• [PROBLEM TO SOLVE]: In the records below, find the line containing "the stone pool"; copy exactly that line and all lines after it to the end, and nothing else.

• [RECORDED INFORMATION]:

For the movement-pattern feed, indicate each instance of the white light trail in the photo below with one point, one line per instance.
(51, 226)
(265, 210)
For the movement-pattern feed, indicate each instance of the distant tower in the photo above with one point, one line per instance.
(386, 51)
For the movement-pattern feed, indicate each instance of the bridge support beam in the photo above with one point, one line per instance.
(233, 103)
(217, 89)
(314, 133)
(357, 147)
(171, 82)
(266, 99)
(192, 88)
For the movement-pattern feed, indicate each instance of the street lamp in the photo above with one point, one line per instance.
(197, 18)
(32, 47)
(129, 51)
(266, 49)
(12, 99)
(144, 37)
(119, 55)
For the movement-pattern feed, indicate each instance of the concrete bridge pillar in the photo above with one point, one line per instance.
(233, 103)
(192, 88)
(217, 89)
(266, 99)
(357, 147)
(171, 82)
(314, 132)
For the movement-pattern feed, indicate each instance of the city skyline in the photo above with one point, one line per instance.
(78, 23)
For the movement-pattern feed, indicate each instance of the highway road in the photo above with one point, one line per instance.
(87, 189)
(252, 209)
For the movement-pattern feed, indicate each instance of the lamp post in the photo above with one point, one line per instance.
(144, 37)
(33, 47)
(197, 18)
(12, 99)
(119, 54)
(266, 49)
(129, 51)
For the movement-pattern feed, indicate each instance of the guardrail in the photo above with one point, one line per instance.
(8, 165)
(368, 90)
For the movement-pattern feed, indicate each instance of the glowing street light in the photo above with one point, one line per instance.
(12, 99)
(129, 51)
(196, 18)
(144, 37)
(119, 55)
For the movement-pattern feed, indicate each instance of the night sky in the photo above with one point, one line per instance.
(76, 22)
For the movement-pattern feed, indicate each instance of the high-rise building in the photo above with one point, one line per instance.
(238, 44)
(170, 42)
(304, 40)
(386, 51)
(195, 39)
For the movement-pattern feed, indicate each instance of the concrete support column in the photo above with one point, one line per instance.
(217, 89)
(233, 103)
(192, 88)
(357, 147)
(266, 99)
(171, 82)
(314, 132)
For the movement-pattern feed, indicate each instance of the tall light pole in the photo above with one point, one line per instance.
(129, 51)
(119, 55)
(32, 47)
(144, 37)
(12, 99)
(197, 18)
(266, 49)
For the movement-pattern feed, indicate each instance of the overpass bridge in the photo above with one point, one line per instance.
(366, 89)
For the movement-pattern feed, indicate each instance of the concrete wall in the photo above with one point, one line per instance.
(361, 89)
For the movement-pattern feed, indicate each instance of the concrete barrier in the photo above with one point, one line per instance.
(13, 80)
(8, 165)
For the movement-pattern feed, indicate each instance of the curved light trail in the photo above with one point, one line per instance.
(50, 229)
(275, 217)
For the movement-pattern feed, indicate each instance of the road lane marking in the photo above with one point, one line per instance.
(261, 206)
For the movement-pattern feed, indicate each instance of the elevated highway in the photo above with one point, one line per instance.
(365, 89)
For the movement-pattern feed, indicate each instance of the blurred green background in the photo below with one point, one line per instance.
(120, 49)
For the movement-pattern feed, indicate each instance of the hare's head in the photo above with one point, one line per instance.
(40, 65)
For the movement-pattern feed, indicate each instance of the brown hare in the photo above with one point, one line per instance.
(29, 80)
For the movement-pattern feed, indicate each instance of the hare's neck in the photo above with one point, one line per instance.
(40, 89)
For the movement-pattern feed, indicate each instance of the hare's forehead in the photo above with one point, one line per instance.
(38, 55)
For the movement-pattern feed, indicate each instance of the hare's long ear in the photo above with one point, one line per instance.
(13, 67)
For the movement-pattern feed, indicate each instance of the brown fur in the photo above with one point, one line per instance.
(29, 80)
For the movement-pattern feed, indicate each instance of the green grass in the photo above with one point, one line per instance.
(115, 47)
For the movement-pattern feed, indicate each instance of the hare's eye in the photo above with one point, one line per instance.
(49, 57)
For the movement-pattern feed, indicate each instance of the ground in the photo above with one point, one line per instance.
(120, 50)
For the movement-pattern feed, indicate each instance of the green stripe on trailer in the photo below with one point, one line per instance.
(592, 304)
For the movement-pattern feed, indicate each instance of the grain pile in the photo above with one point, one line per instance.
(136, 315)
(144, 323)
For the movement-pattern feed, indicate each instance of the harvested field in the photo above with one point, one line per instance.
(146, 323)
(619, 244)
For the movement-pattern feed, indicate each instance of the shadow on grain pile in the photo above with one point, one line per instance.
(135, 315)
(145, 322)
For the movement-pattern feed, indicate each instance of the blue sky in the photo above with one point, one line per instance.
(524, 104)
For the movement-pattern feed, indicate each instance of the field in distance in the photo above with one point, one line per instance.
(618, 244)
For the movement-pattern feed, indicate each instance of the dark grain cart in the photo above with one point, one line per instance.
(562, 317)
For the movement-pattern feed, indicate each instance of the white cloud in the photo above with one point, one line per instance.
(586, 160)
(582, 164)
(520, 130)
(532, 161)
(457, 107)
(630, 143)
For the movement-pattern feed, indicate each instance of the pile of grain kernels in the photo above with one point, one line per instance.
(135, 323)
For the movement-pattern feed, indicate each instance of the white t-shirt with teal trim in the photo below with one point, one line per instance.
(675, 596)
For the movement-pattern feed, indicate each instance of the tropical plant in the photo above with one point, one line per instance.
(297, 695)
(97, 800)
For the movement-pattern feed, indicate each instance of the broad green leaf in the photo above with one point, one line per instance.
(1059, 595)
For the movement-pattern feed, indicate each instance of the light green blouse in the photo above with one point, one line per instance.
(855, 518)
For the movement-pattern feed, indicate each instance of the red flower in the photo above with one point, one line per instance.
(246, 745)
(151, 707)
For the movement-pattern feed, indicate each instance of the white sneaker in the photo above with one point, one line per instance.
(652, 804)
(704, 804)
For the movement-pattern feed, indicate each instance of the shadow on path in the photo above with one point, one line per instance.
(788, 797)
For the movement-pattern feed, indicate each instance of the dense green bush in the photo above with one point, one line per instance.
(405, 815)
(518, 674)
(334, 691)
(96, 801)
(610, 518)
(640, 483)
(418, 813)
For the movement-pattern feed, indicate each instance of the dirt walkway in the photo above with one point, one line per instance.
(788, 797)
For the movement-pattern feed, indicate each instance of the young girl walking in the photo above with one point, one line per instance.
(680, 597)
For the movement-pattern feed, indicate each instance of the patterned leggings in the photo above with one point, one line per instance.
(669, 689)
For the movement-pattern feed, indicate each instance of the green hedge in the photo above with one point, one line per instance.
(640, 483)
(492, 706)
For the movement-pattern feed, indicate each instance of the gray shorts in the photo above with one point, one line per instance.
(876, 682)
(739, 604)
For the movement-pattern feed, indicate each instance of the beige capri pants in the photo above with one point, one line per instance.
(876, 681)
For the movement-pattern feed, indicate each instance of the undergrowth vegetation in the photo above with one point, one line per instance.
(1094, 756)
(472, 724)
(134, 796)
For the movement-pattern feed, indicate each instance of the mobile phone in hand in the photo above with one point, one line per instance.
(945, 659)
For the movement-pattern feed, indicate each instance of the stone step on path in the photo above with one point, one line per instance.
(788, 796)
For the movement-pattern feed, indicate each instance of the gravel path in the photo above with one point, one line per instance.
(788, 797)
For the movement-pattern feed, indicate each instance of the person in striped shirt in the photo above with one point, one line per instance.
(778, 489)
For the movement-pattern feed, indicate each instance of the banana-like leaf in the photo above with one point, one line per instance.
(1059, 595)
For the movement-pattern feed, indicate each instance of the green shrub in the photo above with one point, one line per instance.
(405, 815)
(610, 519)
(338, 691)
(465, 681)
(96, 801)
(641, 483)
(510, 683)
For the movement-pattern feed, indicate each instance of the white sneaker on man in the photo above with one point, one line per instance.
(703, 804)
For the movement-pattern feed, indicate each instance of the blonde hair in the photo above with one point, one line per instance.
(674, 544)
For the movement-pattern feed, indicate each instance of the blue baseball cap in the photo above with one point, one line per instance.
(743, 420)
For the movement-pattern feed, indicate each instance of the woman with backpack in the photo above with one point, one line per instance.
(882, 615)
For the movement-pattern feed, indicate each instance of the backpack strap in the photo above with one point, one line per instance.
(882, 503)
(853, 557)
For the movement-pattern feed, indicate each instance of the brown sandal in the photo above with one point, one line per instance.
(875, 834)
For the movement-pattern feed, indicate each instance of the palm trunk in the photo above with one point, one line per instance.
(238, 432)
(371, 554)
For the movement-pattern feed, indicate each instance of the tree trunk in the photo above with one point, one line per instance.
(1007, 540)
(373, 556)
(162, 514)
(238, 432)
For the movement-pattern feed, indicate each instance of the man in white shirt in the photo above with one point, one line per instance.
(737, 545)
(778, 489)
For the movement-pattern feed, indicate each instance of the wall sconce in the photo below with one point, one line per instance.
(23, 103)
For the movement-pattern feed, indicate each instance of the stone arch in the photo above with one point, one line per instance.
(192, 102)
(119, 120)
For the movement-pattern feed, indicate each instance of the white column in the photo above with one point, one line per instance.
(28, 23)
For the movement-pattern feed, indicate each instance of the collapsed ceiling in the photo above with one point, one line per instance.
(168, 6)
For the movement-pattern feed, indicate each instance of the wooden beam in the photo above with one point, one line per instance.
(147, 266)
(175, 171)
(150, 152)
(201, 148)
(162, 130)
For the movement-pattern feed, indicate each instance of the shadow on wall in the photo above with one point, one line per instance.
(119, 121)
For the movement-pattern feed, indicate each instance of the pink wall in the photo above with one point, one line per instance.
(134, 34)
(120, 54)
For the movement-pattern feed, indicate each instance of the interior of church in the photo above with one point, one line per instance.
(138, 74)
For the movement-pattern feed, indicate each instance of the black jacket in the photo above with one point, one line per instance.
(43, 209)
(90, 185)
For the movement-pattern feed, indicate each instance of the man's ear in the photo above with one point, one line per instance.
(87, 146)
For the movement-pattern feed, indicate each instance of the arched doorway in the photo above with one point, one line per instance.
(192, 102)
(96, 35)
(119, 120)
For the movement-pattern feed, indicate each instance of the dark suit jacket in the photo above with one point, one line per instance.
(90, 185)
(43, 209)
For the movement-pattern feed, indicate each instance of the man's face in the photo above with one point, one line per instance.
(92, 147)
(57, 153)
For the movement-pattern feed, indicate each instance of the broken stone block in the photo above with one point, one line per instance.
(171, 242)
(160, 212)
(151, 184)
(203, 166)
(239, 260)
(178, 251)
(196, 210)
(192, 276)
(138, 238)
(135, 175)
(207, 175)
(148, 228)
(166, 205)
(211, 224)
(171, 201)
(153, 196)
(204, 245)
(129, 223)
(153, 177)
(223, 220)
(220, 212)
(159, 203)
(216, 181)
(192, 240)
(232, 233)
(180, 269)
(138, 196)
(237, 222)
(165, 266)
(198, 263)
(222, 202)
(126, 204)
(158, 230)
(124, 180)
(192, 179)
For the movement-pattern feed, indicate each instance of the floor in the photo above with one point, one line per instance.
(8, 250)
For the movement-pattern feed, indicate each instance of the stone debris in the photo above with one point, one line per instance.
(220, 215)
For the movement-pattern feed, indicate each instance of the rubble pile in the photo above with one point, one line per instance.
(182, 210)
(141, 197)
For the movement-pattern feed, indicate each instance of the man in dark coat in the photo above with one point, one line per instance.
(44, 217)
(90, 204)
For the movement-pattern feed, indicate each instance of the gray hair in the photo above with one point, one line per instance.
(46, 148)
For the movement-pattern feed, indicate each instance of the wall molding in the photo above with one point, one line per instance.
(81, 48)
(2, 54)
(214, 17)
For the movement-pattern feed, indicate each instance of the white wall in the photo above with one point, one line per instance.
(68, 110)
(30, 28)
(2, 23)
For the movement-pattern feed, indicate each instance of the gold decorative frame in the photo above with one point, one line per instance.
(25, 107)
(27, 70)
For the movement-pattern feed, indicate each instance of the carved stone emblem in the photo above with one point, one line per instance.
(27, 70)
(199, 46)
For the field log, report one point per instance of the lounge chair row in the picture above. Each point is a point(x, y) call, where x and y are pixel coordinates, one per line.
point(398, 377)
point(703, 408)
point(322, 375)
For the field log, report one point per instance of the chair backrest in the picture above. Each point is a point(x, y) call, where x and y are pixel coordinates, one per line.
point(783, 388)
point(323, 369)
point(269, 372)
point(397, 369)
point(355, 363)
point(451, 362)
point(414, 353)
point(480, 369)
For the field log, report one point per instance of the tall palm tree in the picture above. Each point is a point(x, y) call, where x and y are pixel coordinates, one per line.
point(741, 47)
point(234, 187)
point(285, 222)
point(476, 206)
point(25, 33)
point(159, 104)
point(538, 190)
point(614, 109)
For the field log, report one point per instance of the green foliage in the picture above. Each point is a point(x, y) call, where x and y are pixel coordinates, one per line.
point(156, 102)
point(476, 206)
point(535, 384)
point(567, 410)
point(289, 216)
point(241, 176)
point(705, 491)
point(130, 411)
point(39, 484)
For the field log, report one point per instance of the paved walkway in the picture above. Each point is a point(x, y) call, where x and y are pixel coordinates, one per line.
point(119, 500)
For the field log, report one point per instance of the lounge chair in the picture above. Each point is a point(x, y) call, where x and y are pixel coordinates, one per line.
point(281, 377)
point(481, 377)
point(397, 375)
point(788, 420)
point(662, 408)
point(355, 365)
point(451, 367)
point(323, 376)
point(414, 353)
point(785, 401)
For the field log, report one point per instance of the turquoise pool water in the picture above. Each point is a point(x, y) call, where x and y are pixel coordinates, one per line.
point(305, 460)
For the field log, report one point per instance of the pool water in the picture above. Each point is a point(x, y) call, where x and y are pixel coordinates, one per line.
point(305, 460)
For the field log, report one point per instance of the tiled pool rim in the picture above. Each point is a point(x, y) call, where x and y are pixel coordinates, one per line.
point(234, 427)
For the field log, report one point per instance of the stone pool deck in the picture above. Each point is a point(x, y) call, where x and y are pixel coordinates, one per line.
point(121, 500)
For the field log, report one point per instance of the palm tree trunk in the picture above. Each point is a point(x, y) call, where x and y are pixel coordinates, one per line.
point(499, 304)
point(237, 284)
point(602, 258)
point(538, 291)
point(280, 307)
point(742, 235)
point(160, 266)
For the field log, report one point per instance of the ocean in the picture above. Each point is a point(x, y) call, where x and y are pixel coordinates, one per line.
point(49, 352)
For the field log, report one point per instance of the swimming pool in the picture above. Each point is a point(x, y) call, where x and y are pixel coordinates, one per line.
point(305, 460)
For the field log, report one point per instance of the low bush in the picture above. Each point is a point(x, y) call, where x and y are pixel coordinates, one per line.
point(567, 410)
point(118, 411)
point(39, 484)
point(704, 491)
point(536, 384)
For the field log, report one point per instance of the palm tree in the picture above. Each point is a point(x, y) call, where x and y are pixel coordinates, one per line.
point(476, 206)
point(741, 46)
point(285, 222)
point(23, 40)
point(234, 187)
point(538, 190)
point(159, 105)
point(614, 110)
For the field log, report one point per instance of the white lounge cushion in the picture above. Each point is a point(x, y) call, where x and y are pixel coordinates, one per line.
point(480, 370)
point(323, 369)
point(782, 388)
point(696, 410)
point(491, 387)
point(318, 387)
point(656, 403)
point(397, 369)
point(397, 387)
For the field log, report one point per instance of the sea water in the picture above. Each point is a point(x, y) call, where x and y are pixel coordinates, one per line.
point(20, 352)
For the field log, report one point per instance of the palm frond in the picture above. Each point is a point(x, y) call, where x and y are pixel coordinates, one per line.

• [COMPLETE OUTPUT]:
For the field log, report one point per instance of the stone pool deck in the picture above. Each point is a point(x, y) call, where x and y are pixel coordinates, one per line.
point(121, 500)
For the field log, report one point per instance of the palm tree trunk in the picture above. Each point is a point(x, y) call, where x and y are pixel coordinates, one per line.
point(499, 304)
point(237, 284)
point(602, 258)
point(538, 291)
point(280, 307)
point(742, 235)
point(160, 266)
For the field log, report one point per instance of the ocean in the picture above. Each point is a point(x, y) call, where x and y are pixel coordinates, one per line.
point(49, 352)
For the field log, report one point per instance of the swimming pool in the picture above. Each point is a point(x, y) call, where x and y are pixel coordinates, one per line.
point(305, 460)
For the field log, report one point per instance of the low bush in the picture above. Each point is a point(x, y) call, where x and y are pixel coordinates, one per line.
point(567, 410)
point(118, 411)
point(39, 484)
point(704, 491)
point(536, 384)
For the field log, report one point per instance of the palm tree in the picture above. Each point is a point(x, y) call, where x and y are pixel coordinates, one per line.
point(476, 206)
point(741, 46)
point(285, 222)
point(23, 40)
point(234, 187)
point(538, 190)
point(159, 105)
point(614, 110)
For the field log, report one point per instance of the white lounge cushion in the picture above. Each point is a point(x, y) call, where x and y are pixel coordinates, one per line.
point(480, 370)
point(323, 369)
point(782, 388)
point(696, 410)
point(491, 387)
point(318, 387)
point(656, 403)
point(397, 369)
point(397, 387)
For the field log, report one point per instance of the sea water in the picture above. Each point is a point(x, y) call, where x and y are pixel coordinates, one per line.
point(20, 352)
For the field log, report one point per instance of the palm frond in the picture above. Each point is a point(x, y) call, where x and y are pixel coordinates, one per line.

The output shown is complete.